## What the task requires
Your task is to transcribe the entries below exactly, beginning with the line containing "the butterfly antenna." and ending with the final line, and to add nothing else.

--- begin Stored data ---

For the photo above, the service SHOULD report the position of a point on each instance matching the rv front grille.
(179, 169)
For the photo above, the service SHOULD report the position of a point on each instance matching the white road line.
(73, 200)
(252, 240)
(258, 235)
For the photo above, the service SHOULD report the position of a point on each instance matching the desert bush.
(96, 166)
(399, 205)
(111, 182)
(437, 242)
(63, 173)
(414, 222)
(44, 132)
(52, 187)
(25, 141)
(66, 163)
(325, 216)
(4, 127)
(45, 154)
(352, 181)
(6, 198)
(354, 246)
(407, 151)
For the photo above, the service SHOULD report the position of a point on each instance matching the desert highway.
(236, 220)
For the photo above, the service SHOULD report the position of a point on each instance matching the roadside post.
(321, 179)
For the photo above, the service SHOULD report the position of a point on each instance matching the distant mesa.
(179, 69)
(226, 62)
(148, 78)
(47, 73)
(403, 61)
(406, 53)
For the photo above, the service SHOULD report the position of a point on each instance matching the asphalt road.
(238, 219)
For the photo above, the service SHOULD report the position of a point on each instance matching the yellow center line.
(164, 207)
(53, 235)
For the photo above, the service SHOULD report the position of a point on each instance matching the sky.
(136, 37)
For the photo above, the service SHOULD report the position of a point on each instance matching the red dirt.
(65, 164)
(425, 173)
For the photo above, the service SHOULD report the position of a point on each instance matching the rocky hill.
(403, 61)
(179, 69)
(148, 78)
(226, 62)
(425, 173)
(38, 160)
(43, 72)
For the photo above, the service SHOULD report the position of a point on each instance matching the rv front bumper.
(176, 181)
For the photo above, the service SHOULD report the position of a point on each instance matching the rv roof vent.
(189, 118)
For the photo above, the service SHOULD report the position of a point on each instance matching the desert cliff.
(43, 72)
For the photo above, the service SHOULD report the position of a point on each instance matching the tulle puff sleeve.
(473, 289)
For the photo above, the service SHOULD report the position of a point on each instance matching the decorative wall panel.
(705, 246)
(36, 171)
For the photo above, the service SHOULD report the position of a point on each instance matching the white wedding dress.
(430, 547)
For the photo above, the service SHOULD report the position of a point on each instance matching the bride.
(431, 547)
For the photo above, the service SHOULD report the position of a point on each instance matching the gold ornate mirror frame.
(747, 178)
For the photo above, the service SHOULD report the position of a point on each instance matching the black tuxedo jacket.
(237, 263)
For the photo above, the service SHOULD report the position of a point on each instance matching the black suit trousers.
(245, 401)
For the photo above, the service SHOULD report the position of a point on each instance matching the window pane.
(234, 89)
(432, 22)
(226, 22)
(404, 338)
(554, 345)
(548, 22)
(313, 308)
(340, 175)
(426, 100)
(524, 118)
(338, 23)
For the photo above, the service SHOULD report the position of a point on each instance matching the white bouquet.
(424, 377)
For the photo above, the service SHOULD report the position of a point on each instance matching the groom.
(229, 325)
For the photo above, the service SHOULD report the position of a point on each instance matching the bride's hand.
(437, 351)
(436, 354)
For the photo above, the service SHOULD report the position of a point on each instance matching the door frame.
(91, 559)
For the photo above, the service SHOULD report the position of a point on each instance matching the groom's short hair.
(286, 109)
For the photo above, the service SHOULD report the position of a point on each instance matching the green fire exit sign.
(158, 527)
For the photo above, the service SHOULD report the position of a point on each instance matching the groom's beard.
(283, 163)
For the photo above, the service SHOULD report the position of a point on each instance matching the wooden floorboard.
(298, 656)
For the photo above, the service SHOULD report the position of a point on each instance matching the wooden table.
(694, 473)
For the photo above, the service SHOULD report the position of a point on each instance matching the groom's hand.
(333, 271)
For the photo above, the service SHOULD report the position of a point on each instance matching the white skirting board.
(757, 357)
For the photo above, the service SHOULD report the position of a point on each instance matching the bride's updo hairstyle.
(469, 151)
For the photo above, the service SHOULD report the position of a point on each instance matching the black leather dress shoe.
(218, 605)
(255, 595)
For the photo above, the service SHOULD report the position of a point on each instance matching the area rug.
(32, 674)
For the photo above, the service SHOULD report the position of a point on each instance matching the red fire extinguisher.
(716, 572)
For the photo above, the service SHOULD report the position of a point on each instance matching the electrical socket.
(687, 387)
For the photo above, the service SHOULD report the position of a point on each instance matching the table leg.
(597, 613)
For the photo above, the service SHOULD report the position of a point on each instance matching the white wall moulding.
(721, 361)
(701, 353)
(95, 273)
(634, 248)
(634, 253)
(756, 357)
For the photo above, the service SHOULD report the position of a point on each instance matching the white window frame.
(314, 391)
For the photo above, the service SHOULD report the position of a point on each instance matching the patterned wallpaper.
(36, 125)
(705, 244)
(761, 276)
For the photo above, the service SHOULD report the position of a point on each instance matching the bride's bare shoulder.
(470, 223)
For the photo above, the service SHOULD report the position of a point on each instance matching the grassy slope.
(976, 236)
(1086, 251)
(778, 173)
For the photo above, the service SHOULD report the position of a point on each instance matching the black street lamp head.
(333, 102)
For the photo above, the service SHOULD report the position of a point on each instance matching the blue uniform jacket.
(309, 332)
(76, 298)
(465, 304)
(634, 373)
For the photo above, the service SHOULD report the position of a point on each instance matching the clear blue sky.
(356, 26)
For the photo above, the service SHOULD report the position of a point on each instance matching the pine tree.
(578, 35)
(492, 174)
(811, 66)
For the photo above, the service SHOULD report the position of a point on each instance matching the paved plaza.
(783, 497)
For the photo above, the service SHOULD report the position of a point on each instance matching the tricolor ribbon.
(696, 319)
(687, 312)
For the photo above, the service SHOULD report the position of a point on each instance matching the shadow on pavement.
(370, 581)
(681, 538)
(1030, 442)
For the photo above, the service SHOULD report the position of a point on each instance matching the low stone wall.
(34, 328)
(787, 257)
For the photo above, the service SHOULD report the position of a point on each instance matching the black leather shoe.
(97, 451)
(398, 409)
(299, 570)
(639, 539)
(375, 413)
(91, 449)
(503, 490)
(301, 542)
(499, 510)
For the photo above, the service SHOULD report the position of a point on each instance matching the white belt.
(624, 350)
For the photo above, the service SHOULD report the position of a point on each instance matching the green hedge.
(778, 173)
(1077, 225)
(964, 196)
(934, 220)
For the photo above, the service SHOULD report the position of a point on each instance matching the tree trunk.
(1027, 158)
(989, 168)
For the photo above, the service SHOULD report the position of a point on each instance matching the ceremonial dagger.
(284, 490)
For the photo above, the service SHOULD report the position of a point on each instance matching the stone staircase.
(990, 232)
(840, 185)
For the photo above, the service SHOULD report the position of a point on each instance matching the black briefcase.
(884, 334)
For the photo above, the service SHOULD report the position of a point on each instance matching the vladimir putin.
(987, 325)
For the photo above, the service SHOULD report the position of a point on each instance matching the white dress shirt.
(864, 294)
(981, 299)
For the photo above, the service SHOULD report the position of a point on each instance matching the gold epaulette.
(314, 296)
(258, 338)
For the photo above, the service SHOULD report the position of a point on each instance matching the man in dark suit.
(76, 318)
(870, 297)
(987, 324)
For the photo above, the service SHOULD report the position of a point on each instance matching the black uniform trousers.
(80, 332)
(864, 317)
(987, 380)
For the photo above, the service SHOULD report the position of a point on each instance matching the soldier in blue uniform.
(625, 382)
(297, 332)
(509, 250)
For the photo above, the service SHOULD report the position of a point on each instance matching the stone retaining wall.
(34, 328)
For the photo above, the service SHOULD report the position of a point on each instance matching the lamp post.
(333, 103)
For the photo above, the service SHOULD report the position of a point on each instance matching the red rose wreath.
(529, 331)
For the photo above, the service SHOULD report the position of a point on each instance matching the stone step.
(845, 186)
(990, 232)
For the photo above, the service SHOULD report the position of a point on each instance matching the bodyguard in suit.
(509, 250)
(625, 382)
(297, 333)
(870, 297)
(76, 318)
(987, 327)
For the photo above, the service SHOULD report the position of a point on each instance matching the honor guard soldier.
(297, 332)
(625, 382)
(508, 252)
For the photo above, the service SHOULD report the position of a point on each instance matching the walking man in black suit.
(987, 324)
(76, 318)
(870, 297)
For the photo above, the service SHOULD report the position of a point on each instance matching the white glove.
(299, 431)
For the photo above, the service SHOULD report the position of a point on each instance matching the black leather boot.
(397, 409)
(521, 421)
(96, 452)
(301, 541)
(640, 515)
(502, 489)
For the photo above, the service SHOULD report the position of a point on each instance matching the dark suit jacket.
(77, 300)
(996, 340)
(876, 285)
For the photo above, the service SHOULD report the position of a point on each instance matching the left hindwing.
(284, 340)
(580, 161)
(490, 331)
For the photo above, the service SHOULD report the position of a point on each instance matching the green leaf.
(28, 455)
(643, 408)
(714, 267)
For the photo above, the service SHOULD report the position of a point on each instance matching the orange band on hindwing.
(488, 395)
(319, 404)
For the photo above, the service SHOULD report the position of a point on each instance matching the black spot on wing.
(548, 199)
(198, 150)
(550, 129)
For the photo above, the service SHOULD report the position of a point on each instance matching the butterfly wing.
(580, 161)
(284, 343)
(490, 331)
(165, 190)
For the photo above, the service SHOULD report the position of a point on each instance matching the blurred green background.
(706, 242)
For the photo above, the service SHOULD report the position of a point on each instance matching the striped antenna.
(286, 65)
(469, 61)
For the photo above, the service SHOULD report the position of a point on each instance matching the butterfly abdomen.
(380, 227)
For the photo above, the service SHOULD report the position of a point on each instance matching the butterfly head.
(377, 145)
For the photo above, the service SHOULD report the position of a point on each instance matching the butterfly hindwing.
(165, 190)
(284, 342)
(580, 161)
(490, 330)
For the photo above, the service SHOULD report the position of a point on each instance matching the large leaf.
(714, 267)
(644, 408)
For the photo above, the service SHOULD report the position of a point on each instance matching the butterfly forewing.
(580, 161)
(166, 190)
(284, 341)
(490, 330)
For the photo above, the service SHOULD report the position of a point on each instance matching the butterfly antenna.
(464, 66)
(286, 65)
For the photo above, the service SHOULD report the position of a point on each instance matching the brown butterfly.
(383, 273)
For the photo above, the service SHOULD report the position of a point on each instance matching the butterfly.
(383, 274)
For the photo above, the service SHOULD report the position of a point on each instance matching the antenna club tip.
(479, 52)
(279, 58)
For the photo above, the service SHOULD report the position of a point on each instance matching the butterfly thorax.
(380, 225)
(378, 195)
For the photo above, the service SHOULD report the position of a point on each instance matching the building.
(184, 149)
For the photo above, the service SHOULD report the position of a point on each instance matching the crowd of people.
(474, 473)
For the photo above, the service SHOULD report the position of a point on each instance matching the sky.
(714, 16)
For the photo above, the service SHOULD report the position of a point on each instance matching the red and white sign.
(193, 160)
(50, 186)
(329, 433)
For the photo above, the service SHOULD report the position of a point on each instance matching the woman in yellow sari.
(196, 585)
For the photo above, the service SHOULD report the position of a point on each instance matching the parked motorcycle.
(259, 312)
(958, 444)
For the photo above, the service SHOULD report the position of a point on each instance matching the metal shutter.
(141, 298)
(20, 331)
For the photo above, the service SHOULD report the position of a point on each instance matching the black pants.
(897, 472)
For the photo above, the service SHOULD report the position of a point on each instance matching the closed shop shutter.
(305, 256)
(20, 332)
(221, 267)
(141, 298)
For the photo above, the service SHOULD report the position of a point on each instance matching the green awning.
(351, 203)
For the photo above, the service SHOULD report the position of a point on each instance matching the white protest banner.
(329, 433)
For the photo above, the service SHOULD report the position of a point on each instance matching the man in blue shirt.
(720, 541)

--- end Stored data ---

## The response
For the photo above, the service SHOULD report the position of a point on each instance matching the butterfly antenna.
(464, 66)
(286, 65)
For the photo above, the service SHOULD report the position of a point on each instance matching the brown butterfly.
(383, 273)
For the photo above, the service SHOULD report the position of a point on each instance matching the butterfly.
(383, 274)
For the photo above, the service SHOULD report the position of a point on each instance matching the antenna club tip.
(479, 52)
(279, 58)
For the photo above, the service SHOULD report the position of a point on each instance matching the butterfly thorax.
(380, 225)
(378, 195)
For the photo above, the service SHOULD report the position of a point on each instance matching the building.
(184, 149)
For the photo above, the service SHOULD report the position of a point on each instance matching the crowd of people.
(474, 473)
For the photo above, the service SHOULD report the position of a point on each instance matching the sky.
(714, 16)
For the photo above, the service SHOULD report the position of a point on each instance matching the red and white sign.
(193, 160)
(50, 186)
(329, 433)
For the photo above, the service SHOULD report the position of a point on each instance matching the woman in yellow sari.
(196, 585)
For the photo above, the service SHOULD report the position of a point on each instance matching the parked motorcycle.
(259, 312)
(958, 444)
For the photo above, the service SHOULD report the position of a point on each instance matching the metal shutter.
(141, 298)
(20, 331)
For the photo above, the service SHOULD report the position of a point on each instance matching the black pants.
(897, 472)
For the photo above, the service SHOULD report the position of a point on each instance matching the closed shop shutter.
(305, 256)
(20, 332)
(221, 267)
(141, 298)
For the photo above, the service SHOULD report the position of a point on each instance matching the green awning.
(351, 203)
For the photo above, the service SHOULD report the position of a point on each instance matching the white protest banner.
(329, 433)
For the photo above, the service SHOULD report the position of a point on each instance matching the man in blue shirt.
(720, 541)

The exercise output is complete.